**GIVEN PASSAGE:**
==*==
Consider using a tutor.
Not all parents can afford to use private tutors—nor should they be expected to. But if your teacher suggests it, know that research has shown one-on-one tutoring to be one of the most effective tools for helping students who are behind. Ask if your school provides group tutoring or even individualized tutoring with a specialist, which schools may be offering with the help of federal funding. “There may be additional opportunities for students to be tutored by volunteers and college students,” Dr. Kraft says. Kids can’t hide in a one-on-one setting, and it’ll allow them to focus on building the specific skills they missed.
Last fall, when Melissa LaFreniere saw her 11-year-old daughter struggling to finish her math homework, she used the family’s stimulus check to hire a tutor through Sylvan Learning. The tutor helped her fifth-grader solidify the skills—some dating back to third grade—that she needed to catch up with her class. “She’s in a much better place now,” says LaFreniere, a mom of two in Grand Rapids, Michigan.
==*==
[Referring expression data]
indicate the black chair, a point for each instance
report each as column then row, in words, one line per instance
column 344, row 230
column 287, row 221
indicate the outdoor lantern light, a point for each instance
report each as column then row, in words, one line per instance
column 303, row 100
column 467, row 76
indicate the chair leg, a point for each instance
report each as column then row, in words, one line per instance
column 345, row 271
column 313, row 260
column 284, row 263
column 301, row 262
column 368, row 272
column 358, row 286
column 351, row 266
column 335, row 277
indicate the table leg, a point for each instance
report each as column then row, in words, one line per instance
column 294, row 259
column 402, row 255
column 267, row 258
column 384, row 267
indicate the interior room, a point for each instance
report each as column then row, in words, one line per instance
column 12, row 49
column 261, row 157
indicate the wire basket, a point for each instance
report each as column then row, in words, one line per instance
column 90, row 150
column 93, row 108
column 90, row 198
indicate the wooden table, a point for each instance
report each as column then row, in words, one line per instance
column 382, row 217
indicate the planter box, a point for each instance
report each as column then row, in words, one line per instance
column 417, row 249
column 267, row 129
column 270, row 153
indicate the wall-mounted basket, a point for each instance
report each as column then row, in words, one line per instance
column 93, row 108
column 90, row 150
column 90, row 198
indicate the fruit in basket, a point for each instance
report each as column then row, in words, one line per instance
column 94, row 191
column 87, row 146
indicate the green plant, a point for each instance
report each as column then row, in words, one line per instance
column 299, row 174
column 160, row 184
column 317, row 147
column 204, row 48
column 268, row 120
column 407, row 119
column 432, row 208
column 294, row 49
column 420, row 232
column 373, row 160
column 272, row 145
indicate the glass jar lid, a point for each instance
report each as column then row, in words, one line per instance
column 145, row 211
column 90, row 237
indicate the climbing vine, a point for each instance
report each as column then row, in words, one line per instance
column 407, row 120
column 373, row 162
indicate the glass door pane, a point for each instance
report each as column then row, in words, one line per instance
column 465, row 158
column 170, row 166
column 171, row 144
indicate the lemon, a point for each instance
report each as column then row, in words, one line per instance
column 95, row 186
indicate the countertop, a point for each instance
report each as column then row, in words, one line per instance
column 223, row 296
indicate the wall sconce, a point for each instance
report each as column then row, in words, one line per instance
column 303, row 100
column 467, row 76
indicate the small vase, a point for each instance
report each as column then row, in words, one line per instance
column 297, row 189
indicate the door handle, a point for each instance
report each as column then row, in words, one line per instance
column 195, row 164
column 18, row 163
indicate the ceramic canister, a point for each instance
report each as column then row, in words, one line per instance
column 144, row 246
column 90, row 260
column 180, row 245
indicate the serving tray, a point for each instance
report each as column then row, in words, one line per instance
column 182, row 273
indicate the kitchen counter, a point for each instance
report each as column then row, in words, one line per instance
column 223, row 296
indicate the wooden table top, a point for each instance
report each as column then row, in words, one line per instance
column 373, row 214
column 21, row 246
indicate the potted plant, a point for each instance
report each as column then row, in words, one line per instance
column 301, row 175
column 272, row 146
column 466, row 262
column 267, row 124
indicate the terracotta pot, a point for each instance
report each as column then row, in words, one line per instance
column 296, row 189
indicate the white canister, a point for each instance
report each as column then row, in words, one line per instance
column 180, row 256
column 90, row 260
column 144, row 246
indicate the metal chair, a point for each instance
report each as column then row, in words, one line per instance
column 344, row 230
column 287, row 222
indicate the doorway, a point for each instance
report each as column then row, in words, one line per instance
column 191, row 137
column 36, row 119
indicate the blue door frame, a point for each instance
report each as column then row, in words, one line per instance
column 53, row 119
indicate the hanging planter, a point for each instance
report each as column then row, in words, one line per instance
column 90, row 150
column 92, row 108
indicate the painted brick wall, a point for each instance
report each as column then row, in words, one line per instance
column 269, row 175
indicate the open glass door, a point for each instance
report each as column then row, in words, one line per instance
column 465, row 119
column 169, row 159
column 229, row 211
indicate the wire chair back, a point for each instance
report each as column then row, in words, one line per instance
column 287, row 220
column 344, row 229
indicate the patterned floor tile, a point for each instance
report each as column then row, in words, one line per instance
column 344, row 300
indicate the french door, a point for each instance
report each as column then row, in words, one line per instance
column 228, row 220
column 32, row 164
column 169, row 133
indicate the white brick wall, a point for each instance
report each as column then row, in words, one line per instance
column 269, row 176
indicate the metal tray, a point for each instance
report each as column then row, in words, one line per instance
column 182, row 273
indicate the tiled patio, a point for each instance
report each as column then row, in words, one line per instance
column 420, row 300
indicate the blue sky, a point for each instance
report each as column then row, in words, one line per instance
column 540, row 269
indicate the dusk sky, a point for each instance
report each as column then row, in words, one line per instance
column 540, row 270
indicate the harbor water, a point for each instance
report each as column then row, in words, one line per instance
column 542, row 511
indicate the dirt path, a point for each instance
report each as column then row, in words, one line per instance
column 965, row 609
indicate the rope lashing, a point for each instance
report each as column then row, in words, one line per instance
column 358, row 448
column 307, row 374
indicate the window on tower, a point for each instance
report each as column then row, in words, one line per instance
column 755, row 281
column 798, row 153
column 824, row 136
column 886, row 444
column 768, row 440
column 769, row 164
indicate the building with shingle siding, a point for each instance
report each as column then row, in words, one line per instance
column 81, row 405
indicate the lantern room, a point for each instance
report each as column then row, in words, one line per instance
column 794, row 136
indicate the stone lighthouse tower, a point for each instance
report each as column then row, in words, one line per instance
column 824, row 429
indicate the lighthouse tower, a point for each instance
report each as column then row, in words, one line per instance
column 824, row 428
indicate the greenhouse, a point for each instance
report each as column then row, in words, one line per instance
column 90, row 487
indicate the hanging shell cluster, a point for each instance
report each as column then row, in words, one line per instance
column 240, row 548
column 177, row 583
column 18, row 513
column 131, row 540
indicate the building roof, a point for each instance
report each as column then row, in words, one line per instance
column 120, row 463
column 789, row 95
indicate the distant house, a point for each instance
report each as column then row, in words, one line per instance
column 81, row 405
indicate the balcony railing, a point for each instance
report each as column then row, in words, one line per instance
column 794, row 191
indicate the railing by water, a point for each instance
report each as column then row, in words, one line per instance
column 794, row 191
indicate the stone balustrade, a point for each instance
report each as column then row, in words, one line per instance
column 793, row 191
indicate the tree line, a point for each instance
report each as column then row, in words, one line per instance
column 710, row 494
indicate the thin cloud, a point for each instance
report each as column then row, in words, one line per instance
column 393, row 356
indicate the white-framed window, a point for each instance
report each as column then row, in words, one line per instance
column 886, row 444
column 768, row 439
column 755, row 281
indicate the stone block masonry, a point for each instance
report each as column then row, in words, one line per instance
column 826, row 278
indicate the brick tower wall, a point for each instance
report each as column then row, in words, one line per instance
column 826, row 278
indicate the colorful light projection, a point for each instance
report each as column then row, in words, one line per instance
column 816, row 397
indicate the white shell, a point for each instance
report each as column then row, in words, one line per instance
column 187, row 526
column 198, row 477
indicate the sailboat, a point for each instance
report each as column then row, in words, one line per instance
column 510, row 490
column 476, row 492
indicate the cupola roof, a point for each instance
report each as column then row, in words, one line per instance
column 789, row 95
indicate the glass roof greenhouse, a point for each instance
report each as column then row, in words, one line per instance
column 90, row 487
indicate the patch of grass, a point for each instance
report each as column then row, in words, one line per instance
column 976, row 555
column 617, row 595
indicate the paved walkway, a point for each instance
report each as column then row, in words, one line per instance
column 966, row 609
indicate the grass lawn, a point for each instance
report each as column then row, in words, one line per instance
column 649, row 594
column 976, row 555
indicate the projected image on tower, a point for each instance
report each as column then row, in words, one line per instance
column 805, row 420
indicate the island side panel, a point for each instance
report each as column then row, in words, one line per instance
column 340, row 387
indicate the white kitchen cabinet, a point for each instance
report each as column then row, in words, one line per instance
==*==
**REQUIRED WORK:**
A. Decide whether each statement agrees with the tutoring passage, answering yes or no and quoting the words that settle it: (i) The tutor for LaFreniere's daughter was hired through Sylvan Learning. (ii) LaFreniere's daughter was struggling with her reading homework. (iii) Some of the skills the tutor helped with dated back to first grade.
B. According to the tutoring passage, where does Melissa LaFreniere live?
C. Rewrite the tutoring passage starting at "Last fall, when" and ending at "Grand Rapids, Michigan.", swapping "stimulus check" for "tax refund".
These entries were taken from a separate source.

**TASK-BY-TASK ANSWERS:**
A.
(i) Yes: "she used the family’s stimulus check to hire a tutor through Sylvan Learning"
(ii) No: "struggling to finish her math homework"
(iii) No: "some dating back to third grade"

B. Grand Rapids, Michigan.

C.
Last fall, when Melissa LaFreniere saw her 11-year-old daughter struggling to finish her math homework, she used the family’s tax refund to hire a tutor through Sylvan Learning. The tutor helped her fifth-grader solidify the skills—some dating back to third grade—that she needed to catch up with her class. “She’s in a much better place now,” says LaFreniere, a mom of two in Grand Rapids, Michigan.